■ **Passage shown**:
————
Fight Aging!

Progeria, caused by loss of function mutations in the lamin A gene, is not accelerated aging. It is an example to demonstrate that many forms of cellular damage and disarray, when present to a greatly exaggerated degree, can in some ways mimic manifestations of aging. Aging is, after all, a process of cellular damage and disarray. It is, however, a specific balance of various forms of damage. Change that balance radically, or employ other forms of damage, as is the case in progeroid mice, and the outcome can no longer be called aging. It becomes a challenge to determine whether interventions that help ameliorate the harms of progeria would help meaningfully with normal aging; that depends strongly on the details of each case.
————
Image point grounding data
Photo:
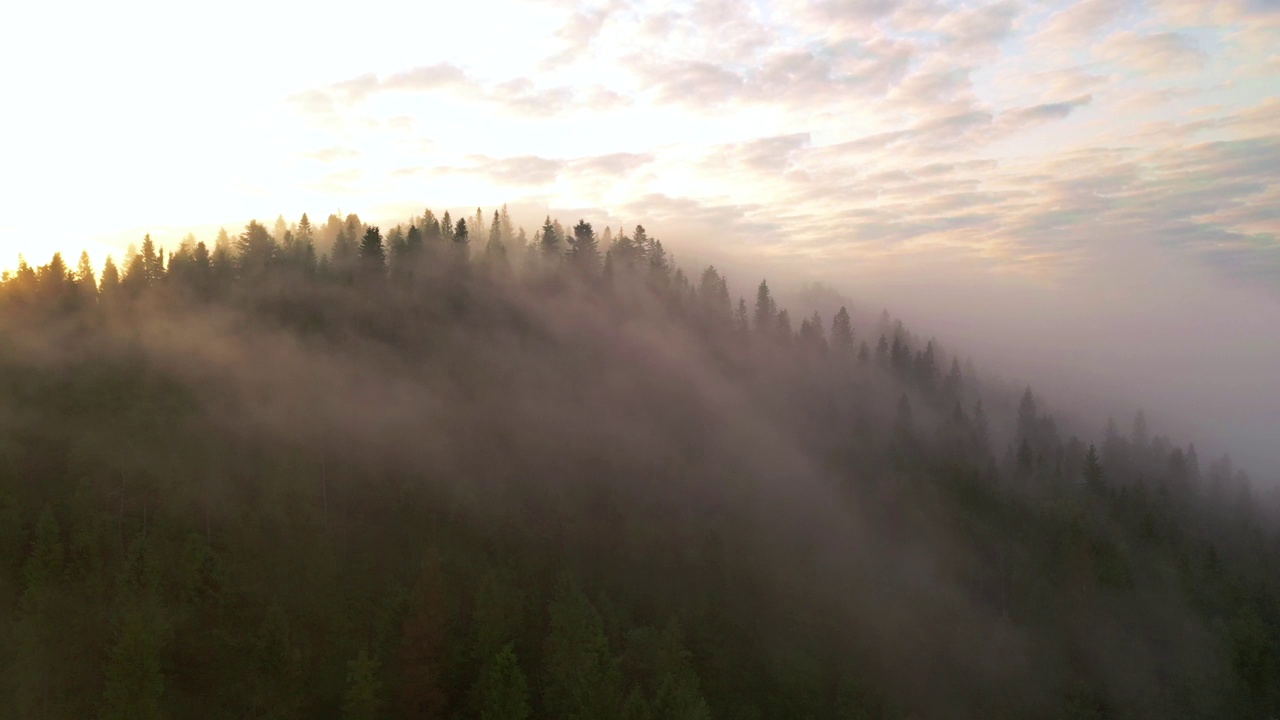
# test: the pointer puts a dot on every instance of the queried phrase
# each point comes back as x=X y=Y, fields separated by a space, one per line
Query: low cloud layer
x=1070 y=153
————
■ **Activity A**: In the passage on progeria and aging, what kind of mutations cause progeria, and in which gene?
■ **Activity B**: Extend the passage on progeria and aging, picking up after its final sentence.

■ **Final answer A**: Loss of function mutations in the lamin A gene.

■ **Final answer B**:
There is a growing interest in applying cellular reprogramming as an in vivo treatment. The goal is to deliver enough of the reprogramming factors to make a significant number of cells become more functional, by improving mitochondrial function and reversing a range of age-related epigenetic changes, but without forcing cells to abandon their roles to become induced pluripotent stem cells. A small number of such conversations is probably acceptable, given the outcome of stem cell therapies, but at some point too much of that will produce cancer or outright tissue failure. Thus initial explorations of reprogramming as a therapy are focused on short or otherwise limited exposure to the reprogramming agents.

A single short reprogramming early in life improves fitness and increases lifespan in old age

In 2006, it was shown that mouse somatic cells can be converted into pluripotent cells (iPSCs) by inducing the expression of four transcription factors: OCT4, SOX2, KLF4, and c-MYC (OSKM). This process of cellular reprogramming induces a global remodeling of epigenetic landscape to revert cell identity to a pluripotent embryonic-like state. Exploiting cell reprogramming offers an alternative route for cell therapy to restore organ and tissue function. Somatic cells can be reprogrammed into iPSCs, then modified or corrected in vitro before being re-differentiated into cells, tissues or organs for replacement in the donor or an immune-compatible patient.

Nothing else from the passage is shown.